(MATERIAL TO PROCESS Opens)

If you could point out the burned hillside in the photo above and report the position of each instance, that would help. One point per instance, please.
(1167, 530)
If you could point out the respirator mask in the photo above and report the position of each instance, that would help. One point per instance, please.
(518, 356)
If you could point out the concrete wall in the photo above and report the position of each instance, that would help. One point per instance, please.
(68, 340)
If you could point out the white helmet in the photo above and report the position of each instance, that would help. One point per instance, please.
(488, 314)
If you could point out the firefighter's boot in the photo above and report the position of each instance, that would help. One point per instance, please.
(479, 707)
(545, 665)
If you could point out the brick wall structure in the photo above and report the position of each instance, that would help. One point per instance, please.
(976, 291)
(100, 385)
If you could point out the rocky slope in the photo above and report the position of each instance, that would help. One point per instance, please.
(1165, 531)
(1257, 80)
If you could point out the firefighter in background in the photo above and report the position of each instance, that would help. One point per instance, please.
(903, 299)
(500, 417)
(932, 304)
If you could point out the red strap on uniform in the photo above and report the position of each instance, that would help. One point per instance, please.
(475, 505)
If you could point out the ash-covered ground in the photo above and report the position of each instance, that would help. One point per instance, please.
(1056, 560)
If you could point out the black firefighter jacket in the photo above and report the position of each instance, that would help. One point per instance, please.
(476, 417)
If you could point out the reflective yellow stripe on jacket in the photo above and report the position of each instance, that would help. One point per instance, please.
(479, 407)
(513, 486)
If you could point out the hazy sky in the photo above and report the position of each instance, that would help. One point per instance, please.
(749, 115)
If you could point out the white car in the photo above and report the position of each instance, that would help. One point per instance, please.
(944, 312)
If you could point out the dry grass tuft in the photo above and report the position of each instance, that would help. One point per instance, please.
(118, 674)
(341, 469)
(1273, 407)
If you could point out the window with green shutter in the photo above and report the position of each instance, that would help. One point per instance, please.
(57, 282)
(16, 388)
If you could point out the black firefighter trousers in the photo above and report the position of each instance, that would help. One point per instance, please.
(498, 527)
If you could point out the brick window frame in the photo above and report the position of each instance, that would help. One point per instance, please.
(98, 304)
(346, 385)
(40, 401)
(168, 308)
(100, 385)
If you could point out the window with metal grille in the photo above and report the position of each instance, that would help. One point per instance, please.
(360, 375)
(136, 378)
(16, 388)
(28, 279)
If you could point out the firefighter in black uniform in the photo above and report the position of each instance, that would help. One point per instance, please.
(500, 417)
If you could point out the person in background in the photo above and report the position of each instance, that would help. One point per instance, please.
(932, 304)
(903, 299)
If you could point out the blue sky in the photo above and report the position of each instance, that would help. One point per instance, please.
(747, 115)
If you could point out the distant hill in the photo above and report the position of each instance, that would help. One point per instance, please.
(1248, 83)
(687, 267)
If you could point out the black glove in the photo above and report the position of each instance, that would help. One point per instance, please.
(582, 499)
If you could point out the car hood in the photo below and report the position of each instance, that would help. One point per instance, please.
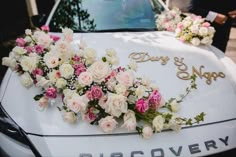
(217, 98)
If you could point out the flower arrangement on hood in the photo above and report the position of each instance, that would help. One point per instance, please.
(168, 20)
(188, 28)
(195, 30)
(91, 88)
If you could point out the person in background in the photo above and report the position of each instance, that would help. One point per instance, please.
(220, 13)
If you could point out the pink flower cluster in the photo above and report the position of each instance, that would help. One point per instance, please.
(95, 93)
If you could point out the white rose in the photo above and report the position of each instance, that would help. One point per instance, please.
(68, 34)
(107, 124)
(28, 39)
(42, 38)
(120, 89)
(110, 52)
(90, 53)
(26, 80)
(211, 30)
(70, 117)
(187, 23)
(133, 65)
(42, 81)
(99, 71)
(66, 70)
(116, 104)
(147, 132)
(158, 123)
(126, 78)
(194, 29)
(203, 31)
(77, 103)
(43, 102)
(146, 81)
(206, 40)
(28, 63)
(51, 60)
(85, 78)
(195, 41)
(10, 62)
(19, 50)
(175, 106)
(140, 91)
(130, 120)
(28, 32)
(61, 83)
(53, 76)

(MATERIAL TO PROCESS Closes)

== WHAT THE EXERCISE ASKS ==
Copy each line of the records precisely and drop any images they hold.

== EXERCISE ANSWER ==
If you could point out the burned hillside in the photo above and report the position of each instance, that would help. One point per instance, please.
(1167, 530)
If you could point out the respirator mask in the photo above and report the position of each instance, that would help. One point per instance, please.
(518, 356)
If you could point out the concrete wall in the photo above and report the position of each instance, that would help. One point per instance, please.
(68, 340)
If you could point out the white helmet in the photo above and report the position of each instance, that would help. One point per instance, please.
(488, 314)
If you could point out the firefighter's boot in the photo above and report the position of each instance, that would help. One point per instance, please.
(479, 707)
(545, 665)
If you could point out the brick wall structure in the photo above and report the position of each instance, that would help. One point per instance, please.
(976, 291)
(100, 385)
If you could point out the rocky slope in the photo above and report the position of each instance, that would help. One point per instance, please.
(1165, 531)
(1257, 80)
If you could point out the firefighter in background in the photo above and report the position of each instance, that would help. One point per instance, please.
(903, 299)
(500, 417)
(932, 304)
If you could point out the red strap on uniform in the photo above and report the position of each instance, that would help. One point per instance, please.
(475, 505)
If you could point out the ash-covered ground in the photo above and report the position of each instance, that would help. One point per instance, please.
(1056, 560)
If you could point out the black firefighter jacket in the photo above and report the position of each instance, that would help. One point per instance, please.
(476, 417)
If you could point out the reflective yellow stripe on jacket in the photo above and report the position of each instance, that would help. One point per instance, please.
(479, 407)
(513, 486)
If you could point out the hazy sky in the photo above and report the position of each instance, that would help. One point per instance, please.
(749, 115)
If you could point out the white car in the photo above and report the position of each instance, that would help. One point per instance, please.
(944, 312)
If you could point out the dry grass tuft in the photo above and report the position of each instance, that would help. One point per instance, please.
(118, 674)
(341, 469)
(1273, 407)
If you could point out the window with green shutter in the photo above and report the position of each instance, that would help. One point per instance, please.
(57, 282)
(16, 388)
If you could point out the black firefighter trousers in the photo above and report the position of each instance, that would help. One point per instance, please.
(498, 527)
If you could point out the brick window frame in the photo above and report the position of each instance, that would help. One point per instance, please.
(98, 304)
(346, 385)
(40, 401)
(168, 308)
(100, 385)
If you could point out the window with metal grille in the photo above and report the position of each instance, that would help. One point per instance, please.
(360, 375)
(136, 378)
(16, 388)
(28, 279)
If you could point out the firefighter in black uniform in the photo above and report the position of each instance, that would help. One point per instance, please.
(500, 417)
If you could point out the person in background in the photo above and report the position of each instance, that would help. One point per instance, please.
(932, 304)
(903, 299)
If you could point out the blue sky in the photo above and report the position of each instance, that would help. One point per instance, please.
(747, 115)
If you could point out the distant hill in the photo above and report the position of each instance, that would help. One point per instance, please.
(1248, 83)
(687, 267)
If you could point out the black glove in the photo above and report the position of each instance, that would help. One point per instance, please.
(582, 499)
If you could point out the car hood in the photo below and report the position of each instance, that would help. One point per instance, please.
(217, 98)
If you could point out the flower arrangement on hood in the photo above and report the position of each instance, that would help. One point per instance, please.
(168, 20)
(188, 28)
(195, 30)
(91, 88)
If you could point out the person in background in the photo above and report the position of each instance, that would help. One point per instance, please.
(220, 13)
If you could point out the pink flower cluster in the photo above and report the position of each instance, that would help. One point per instance, please.
(95, 93)
If you could point out the white rose in the photo above and report the position of each instance, that would help. One point per instance, please.
(68, 34)
(107, 124)
(28, 39)
(42, 38)
(120, 89)
(110, 52)
(90, 53)
(26, 80)
(211, 30)
(70, 117)
(187, 23)
(133, 65)
(42, 81)
(99, 71)
(66, 70)
(116, 104)
(147, 132)
(158, 123)
(126, 78)
(194, 29)
(203, 31)
(77, 103)
(43, 102)
(146, 81)
(206, 40)
(28, 63)
(51, 60)
(85, 78)
(195, 41)
(10, 62)
(19, 50)
(175, 106)
(140, 91)
(130, 120)
(28, 32)
(61, 83)
(53, 76)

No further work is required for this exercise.